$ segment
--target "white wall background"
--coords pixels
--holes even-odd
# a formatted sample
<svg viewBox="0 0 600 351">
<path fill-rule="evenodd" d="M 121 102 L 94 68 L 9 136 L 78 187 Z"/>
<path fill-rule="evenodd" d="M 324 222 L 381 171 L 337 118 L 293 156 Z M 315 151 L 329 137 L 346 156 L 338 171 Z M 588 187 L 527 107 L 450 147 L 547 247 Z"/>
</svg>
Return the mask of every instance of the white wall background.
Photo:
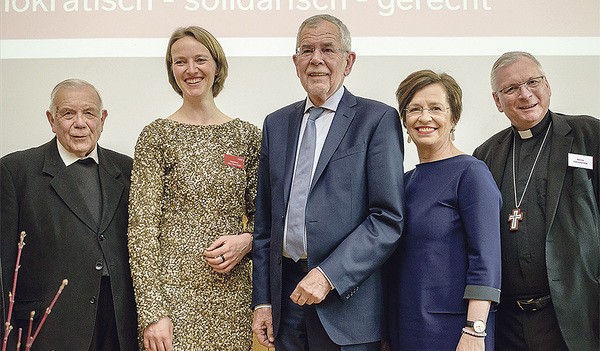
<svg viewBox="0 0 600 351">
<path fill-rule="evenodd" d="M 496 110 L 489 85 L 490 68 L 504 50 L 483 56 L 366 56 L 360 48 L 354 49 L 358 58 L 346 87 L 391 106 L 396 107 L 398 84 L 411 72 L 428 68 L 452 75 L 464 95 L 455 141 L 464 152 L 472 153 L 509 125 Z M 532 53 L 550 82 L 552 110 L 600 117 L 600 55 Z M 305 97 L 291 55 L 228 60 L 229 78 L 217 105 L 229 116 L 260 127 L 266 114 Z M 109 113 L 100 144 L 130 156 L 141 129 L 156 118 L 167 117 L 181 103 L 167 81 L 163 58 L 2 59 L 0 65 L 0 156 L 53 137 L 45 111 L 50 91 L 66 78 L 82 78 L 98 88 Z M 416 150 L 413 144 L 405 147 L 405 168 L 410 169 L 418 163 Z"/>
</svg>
════════
Please print everything from the start of the records down to the line containing "121 102 L 94", including that line, reproducing each line verbatim.

$ segment
--target "white wall background"
--coords pixels
--holes even-odd
# a formatted sample
<svg viewBox="0 0 600 351">
<path fill-rule="evenodd" d="M 121 102 L 94 68 L 9 136 L 78 187 Z"/>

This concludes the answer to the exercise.